Passage for review
--

Overview of the Situation
DeepSeek recently launched an updated version of its reasoning AI model, named R1-0528. This model shows impressive performance in math and coding tests. However, the company has not disclosed the data sources used for training. Some researchers suspect that a portion of the training data may have come from Google’s Gemini AI family. This raises questions about ethical practices in AI development and data sourcing.
Key Details
- Developer Sam Paech claims to have found evidence suggesting that DeepSeek utilized outputs from Google’s Gemini for training.
- Another developer observed that the model’s reasoning patterns resemble those of Gemini, indicating possible data overlap.
- DeepSeek has faced accusations before, such as its V3 model identifying itself as ChatGPT, hinting at training on OpenAI’s data.
- OpenAI has previously noted that DeepSeek may have engaged in distillation, a method to extract data from larger models, which is against OpenAI’s terms of service.
Significance of the Issue
The controversy highlights ongoing challenges in the AI industry regarding data sourcing and ethical practices. As more companies rely on similar data from the open web, distinguishing between original and derived content becomes increasingly difficult. This situation raises important questions about intellectual property rights and the future of AI model development. Companies are now taking steps to enhance security and protect their data, reflecting the growing concern over competitive integrity in the AI landscape.

--

Dataset entries
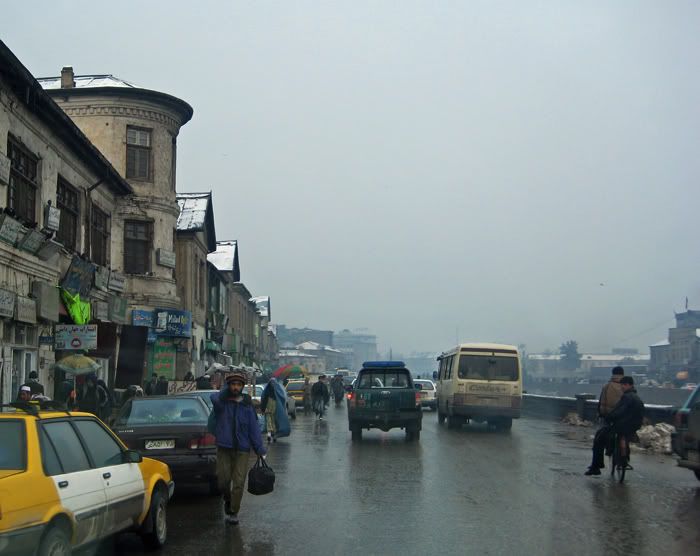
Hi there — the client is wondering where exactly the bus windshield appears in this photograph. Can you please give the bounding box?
[459,355,518,381]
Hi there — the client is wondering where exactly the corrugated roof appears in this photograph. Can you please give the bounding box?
[177,192,211,232]
[207,239,240,276]
[37,75,142,91]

--

Exercise set
#1 In the article on DeepSeek's R1-0528 model, which developer claims to have found evidence that DeepSeek trained on outputs from Google's Gemini?
#2 Return the part of the article on DeepSeek's R1-0528 model from "Overview of the" to "possible data overlap.", copied word for word.

Answer section
#1 Sam Paech

#2
Overview of the Situation
DeepSeek recently launched an updated version of its reasoning AI model, named R1-0528. This model shows impressive performance in math and coding tests. However, the company has not disclosed the data sources used for training. Some researchers suspect that a portion of the training data may have come from Google’s Gemini AI family. This raises questions about ethical practices in AI development and data sourcing.
Key Details
- Developer Sam Paech claims to have found evidence suggesting that DeepSeek utilized outputs from Google’s Gemini for training.
- Another developer observed that the model’s reasoning patterns resemble those of Gemini, indicating possible data overlap.